▸ **WHAT IS ASKED**
Count the lines in the data below that contain the word "panel". Reply with the number alone.

Coordinate labeling data
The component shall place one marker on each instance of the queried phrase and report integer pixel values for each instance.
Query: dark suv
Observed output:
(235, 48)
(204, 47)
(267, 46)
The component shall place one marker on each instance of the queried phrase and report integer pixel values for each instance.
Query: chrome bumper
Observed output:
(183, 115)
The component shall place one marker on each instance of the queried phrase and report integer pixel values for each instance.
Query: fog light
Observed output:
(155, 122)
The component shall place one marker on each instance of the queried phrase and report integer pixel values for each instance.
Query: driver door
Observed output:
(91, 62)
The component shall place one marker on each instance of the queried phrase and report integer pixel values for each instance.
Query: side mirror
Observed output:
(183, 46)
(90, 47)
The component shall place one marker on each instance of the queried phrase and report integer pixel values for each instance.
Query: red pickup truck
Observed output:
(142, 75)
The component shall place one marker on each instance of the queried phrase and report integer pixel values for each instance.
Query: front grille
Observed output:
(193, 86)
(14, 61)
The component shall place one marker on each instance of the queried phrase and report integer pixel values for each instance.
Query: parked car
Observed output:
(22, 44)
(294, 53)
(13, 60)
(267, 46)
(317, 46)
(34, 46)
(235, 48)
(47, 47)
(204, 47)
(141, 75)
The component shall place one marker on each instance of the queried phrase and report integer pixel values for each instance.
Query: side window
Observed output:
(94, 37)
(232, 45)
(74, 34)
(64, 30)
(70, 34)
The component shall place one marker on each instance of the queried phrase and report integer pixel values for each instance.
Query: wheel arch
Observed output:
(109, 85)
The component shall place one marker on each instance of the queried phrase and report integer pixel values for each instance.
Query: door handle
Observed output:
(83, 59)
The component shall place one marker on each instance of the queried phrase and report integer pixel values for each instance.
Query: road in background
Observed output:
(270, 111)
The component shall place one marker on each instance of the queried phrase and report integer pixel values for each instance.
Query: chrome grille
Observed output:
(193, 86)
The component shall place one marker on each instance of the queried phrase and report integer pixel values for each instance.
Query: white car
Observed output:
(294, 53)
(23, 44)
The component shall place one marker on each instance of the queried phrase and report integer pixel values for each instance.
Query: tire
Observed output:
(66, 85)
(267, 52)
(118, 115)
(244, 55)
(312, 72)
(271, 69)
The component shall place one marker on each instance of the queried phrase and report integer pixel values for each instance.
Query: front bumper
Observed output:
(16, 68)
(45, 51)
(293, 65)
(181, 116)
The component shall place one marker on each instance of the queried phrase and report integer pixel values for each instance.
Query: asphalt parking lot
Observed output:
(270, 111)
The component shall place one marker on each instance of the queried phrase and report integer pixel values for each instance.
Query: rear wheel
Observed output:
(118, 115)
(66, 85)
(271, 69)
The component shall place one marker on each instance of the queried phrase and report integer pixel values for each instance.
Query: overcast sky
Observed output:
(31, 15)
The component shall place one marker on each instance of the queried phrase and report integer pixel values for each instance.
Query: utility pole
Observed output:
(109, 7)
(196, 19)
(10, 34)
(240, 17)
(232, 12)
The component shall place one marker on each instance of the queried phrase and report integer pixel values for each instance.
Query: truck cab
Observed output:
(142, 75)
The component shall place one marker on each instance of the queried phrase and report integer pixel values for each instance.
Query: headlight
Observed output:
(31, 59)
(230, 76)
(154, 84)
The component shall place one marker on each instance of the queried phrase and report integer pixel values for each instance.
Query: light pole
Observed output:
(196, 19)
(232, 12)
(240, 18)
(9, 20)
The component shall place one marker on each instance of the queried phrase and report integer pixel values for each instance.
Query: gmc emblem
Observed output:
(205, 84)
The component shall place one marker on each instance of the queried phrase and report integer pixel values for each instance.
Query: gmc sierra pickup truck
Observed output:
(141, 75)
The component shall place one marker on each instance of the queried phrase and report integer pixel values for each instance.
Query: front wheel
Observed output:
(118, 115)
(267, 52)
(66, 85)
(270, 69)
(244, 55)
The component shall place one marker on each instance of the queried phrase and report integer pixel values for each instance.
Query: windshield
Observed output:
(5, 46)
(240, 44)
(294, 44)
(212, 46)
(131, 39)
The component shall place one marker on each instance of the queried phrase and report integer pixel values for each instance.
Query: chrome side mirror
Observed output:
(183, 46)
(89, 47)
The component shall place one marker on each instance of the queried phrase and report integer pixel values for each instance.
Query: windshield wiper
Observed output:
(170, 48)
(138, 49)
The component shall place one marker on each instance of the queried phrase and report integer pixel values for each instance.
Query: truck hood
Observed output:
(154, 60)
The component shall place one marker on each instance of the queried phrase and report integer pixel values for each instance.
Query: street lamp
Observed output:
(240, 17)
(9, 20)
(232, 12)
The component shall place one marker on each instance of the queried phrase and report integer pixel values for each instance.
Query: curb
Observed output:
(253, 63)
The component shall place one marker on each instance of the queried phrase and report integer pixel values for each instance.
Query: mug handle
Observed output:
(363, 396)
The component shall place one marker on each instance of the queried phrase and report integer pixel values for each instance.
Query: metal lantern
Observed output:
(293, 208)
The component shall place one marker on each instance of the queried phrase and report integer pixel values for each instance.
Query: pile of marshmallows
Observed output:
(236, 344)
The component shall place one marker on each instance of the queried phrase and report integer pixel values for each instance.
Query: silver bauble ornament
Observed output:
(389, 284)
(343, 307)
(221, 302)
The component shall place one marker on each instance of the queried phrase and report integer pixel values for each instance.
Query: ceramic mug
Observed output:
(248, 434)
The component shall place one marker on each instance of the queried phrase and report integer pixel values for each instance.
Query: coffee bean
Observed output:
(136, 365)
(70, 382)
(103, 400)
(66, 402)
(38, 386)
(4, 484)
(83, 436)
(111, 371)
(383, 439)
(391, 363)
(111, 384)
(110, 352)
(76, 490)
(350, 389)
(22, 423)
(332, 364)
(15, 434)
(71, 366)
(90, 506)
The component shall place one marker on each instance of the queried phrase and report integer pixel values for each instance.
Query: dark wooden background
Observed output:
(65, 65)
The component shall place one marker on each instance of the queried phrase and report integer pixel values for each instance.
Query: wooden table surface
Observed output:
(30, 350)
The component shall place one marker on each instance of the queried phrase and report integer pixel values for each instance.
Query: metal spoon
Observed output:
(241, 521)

==

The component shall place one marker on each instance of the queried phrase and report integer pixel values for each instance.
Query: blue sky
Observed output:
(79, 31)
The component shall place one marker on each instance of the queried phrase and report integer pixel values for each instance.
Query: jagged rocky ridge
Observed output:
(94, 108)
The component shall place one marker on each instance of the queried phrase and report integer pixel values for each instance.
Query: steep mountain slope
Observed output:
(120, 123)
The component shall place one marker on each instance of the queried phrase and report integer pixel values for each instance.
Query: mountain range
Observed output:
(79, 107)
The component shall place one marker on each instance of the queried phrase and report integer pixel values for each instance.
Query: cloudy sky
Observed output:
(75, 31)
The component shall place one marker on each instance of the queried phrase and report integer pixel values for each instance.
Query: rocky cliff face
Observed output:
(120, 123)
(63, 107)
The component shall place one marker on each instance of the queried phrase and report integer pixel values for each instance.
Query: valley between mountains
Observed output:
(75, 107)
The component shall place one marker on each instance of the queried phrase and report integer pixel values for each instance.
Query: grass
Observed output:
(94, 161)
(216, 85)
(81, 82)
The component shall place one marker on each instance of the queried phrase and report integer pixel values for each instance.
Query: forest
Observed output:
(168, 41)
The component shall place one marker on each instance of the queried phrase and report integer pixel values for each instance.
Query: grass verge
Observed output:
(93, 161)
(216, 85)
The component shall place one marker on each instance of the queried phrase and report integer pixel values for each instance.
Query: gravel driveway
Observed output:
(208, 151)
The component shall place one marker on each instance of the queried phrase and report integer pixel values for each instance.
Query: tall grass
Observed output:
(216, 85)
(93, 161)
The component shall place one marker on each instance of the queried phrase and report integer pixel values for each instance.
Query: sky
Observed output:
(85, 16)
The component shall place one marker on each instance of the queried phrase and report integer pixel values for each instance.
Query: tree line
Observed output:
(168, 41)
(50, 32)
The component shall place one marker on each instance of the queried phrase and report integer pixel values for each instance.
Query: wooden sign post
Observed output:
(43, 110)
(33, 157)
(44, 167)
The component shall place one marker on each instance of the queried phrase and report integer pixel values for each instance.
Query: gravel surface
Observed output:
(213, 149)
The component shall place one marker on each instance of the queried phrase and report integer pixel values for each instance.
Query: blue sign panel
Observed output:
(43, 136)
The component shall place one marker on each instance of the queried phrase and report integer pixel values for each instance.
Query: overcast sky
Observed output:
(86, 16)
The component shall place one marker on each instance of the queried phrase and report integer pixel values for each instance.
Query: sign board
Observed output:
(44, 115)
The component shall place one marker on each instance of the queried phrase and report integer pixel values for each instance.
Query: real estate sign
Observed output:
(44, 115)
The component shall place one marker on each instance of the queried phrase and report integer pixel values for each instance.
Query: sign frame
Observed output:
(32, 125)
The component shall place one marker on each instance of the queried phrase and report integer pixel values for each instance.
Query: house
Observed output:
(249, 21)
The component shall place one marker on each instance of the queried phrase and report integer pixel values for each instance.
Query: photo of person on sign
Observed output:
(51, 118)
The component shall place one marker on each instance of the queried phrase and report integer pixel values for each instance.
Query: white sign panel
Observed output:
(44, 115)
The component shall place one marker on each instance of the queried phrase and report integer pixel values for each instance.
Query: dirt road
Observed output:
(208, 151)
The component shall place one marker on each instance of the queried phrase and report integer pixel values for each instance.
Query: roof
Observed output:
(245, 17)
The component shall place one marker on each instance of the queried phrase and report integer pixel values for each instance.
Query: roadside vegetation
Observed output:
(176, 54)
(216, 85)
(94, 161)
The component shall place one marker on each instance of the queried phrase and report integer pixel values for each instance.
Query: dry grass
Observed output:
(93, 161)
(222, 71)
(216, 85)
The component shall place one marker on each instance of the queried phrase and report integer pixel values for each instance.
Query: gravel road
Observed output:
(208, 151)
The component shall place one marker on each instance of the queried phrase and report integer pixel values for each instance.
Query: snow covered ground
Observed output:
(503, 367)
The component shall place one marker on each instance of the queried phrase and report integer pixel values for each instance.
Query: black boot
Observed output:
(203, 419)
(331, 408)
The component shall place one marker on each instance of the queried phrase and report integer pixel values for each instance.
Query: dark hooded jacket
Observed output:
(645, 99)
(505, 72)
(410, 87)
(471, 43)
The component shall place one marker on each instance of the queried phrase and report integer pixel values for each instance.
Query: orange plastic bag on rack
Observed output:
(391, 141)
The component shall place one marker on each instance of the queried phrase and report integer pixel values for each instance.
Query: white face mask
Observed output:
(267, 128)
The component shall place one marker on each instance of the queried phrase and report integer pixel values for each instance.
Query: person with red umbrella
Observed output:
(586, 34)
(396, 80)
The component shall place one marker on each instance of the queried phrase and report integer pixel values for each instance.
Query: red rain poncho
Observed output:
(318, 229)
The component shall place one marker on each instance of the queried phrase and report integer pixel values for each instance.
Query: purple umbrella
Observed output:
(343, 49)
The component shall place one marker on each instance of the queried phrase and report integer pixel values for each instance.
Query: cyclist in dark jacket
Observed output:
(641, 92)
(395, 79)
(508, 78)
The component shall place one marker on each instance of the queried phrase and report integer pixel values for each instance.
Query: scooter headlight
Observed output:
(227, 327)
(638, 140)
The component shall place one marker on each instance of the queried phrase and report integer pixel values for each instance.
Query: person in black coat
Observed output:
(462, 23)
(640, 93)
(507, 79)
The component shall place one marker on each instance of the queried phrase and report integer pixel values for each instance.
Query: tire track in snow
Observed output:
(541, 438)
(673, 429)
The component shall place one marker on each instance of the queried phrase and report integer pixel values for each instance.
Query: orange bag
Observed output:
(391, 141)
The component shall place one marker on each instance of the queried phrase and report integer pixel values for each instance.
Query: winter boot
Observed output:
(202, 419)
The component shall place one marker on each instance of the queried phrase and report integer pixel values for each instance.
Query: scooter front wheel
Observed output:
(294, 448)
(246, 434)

---

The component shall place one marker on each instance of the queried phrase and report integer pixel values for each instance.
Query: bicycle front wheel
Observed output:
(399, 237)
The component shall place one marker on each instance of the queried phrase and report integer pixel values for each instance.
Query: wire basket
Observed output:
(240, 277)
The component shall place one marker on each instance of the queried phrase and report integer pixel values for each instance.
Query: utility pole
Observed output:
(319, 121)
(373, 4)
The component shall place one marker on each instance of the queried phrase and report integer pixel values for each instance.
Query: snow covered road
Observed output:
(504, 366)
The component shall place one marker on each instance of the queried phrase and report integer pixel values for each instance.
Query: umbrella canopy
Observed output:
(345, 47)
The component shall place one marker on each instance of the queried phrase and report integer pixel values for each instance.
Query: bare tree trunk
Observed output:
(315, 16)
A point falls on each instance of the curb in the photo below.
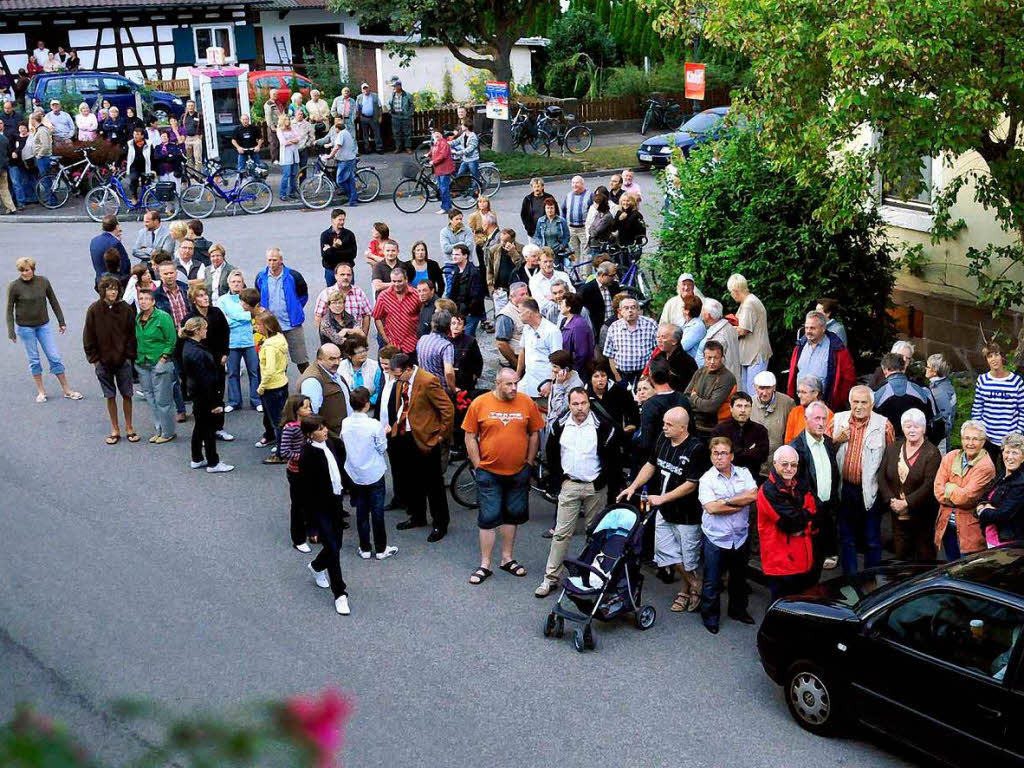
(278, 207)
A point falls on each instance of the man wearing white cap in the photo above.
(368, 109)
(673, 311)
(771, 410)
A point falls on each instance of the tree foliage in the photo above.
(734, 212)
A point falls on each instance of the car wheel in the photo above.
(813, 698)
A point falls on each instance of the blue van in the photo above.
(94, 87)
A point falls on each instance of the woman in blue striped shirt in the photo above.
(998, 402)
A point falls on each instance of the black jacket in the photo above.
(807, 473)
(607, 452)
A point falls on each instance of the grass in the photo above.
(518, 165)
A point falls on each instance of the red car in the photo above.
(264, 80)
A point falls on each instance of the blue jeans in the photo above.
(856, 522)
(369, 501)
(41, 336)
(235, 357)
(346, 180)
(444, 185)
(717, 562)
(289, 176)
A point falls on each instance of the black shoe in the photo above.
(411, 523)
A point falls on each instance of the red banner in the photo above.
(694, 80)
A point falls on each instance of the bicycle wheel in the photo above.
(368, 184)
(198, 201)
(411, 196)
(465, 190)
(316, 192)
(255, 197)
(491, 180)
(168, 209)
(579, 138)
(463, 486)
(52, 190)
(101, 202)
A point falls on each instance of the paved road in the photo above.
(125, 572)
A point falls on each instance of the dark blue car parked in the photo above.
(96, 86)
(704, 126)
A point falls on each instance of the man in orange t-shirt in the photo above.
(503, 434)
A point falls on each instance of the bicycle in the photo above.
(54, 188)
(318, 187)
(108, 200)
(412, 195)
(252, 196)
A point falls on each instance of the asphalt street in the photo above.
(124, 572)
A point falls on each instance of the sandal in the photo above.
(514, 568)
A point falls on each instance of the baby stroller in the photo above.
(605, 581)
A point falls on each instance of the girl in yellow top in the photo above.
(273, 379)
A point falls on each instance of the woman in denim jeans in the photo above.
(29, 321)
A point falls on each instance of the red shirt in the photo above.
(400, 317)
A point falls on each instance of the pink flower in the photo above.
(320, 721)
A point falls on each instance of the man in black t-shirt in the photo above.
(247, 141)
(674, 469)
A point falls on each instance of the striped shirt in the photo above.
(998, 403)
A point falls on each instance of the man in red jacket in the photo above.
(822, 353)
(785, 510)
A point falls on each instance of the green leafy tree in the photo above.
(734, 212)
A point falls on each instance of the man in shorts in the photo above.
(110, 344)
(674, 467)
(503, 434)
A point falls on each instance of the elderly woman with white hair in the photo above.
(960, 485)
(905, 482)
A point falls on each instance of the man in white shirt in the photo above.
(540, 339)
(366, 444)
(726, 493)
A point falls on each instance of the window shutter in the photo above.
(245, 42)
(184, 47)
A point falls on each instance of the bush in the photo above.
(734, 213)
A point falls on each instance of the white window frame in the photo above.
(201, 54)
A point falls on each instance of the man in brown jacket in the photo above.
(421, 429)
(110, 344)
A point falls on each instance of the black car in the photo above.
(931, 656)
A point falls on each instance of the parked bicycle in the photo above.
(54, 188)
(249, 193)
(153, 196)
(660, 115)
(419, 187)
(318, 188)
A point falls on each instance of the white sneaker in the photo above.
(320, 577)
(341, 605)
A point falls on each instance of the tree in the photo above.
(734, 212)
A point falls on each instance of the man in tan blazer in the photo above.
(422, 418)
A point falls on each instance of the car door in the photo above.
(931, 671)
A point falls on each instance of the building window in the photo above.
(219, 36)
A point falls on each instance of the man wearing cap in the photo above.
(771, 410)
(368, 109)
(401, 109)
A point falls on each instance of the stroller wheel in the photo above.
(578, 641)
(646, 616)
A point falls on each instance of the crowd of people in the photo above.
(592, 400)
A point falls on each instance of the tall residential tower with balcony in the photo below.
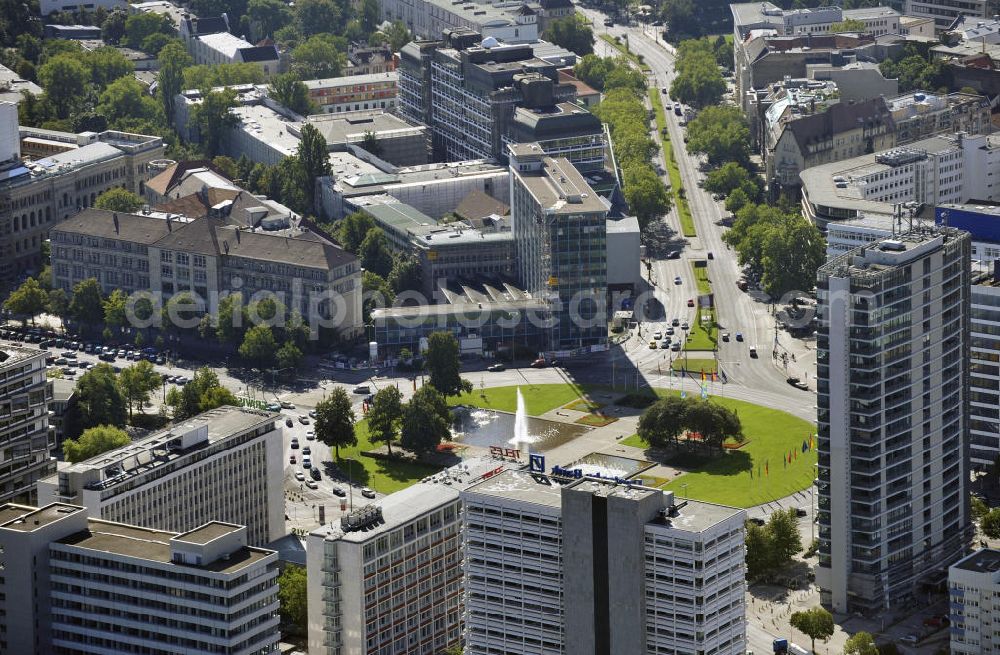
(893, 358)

▸ **WRITTEN SOLUTION**
2